→ Your assignment: There is a line containing "Target: grassy hillside" in the entries below. Repeat that line and every line after it exactly, and nothing more.

→ Extracted data entries:
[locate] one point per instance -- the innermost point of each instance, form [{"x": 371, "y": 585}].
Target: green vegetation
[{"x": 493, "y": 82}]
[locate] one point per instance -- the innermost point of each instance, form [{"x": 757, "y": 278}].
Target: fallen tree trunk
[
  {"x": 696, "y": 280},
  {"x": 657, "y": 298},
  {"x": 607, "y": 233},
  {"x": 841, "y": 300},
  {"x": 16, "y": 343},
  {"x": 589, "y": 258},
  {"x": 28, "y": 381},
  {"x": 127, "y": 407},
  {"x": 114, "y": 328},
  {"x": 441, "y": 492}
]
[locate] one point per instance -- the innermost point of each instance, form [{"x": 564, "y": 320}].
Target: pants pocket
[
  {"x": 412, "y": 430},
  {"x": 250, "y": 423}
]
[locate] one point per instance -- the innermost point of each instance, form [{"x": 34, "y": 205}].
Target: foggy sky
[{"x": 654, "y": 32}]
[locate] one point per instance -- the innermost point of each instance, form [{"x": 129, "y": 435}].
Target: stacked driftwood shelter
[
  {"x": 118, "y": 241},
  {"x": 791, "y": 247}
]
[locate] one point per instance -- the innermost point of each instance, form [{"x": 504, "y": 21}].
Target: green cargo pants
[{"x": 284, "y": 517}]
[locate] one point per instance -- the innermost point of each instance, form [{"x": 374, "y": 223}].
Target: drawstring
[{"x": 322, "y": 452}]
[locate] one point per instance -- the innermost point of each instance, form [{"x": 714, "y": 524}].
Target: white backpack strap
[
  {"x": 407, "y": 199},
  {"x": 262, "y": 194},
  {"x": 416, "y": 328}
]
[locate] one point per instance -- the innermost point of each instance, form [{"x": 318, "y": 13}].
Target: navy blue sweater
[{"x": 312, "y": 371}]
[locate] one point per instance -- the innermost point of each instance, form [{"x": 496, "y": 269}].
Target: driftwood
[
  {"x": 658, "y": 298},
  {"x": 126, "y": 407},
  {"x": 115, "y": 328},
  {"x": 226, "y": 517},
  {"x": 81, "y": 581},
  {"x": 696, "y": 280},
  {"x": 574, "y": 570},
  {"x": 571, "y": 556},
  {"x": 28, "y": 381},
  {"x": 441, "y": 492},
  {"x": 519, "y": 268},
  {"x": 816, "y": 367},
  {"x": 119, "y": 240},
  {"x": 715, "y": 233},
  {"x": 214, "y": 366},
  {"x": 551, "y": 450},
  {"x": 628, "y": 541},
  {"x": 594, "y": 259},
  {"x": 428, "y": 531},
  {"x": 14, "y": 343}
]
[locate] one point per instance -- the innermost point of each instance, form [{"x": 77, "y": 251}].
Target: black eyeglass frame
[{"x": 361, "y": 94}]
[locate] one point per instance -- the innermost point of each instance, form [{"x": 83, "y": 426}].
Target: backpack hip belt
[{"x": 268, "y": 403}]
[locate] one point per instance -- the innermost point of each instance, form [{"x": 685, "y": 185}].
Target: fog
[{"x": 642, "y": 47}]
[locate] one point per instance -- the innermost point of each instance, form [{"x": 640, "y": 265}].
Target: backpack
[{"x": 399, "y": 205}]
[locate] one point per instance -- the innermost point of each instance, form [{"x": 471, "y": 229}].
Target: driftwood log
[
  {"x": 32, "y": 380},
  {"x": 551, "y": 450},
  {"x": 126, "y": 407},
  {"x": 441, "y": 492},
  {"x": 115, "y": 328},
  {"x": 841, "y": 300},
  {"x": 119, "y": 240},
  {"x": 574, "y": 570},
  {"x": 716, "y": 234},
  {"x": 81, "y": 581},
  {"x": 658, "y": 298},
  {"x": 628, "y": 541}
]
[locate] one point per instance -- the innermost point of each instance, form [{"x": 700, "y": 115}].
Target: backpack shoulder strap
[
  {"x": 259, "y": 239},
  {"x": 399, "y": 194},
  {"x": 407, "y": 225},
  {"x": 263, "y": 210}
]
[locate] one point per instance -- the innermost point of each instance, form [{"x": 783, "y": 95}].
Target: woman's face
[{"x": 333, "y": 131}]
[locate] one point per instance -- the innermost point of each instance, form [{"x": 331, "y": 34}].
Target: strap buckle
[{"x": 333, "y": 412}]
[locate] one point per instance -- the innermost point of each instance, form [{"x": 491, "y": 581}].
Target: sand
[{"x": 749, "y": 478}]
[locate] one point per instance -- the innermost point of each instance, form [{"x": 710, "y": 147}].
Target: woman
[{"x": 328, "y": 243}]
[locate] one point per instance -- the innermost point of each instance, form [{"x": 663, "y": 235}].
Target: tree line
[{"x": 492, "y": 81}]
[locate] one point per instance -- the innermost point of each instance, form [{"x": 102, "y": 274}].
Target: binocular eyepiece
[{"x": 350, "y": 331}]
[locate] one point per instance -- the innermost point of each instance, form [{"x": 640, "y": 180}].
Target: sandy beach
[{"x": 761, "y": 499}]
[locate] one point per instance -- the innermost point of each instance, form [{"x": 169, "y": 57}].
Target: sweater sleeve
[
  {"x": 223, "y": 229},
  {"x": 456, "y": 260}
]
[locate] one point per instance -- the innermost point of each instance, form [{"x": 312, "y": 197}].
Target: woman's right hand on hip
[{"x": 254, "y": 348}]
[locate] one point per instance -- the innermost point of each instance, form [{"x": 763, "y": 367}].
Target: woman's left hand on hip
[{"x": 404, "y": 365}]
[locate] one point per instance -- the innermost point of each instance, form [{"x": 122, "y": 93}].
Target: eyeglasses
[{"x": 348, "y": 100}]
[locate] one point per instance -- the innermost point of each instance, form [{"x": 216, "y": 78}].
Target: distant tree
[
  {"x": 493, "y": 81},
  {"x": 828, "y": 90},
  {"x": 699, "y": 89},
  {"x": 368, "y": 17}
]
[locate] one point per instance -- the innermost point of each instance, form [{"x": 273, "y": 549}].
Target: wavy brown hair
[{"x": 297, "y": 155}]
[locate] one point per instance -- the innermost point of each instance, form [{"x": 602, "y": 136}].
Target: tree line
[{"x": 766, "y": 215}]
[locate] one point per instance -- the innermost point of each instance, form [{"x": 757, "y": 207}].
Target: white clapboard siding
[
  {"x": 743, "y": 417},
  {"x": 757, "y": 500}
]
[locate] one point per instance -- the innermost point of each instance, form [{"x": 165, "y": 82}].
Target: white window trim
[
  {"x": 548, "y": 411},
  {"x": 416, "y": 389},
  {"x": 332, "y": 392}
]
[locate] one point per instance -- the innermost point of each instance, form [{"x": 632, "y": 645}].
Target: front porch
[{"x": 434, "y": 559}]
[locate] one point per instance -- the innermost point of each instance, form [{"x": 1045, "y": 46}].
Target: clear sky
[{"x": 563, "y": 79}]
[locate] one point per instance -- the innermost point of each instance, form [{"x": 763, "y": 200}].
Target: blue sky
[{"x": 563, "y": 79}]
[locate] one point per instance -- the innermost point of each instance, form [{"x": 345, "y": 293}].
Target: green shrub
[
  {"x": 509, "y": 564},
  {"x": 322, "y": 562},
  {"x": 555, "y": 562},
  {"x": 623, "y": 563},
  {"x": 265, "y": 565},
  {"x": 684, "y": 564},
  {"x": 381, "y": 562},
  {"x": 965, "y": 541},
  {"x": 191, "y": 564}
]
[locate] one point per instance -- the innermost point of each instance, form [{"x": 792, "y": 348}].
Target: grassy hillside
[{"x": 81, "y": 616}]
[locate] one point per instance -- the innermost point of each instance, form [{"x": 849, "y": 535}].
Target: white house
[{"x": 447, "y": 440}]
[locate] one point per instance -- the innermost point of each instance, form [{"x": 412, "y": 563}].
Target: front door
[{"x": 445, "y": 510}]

→ Expected answer:
Target: grassy hillside
[{"x": 81, "y": 616}]
[locate] one point per instance -- the innermost point of each instance, form [{"x": 849, "y": 535}].
Target: white house
[{"x": 447, "y": 440}]
[locate] one point per instance -- the innermost point of each instance, form [{"x": 412, "y": 563}].
Target: front door
[{"x": 445, "y": 510}]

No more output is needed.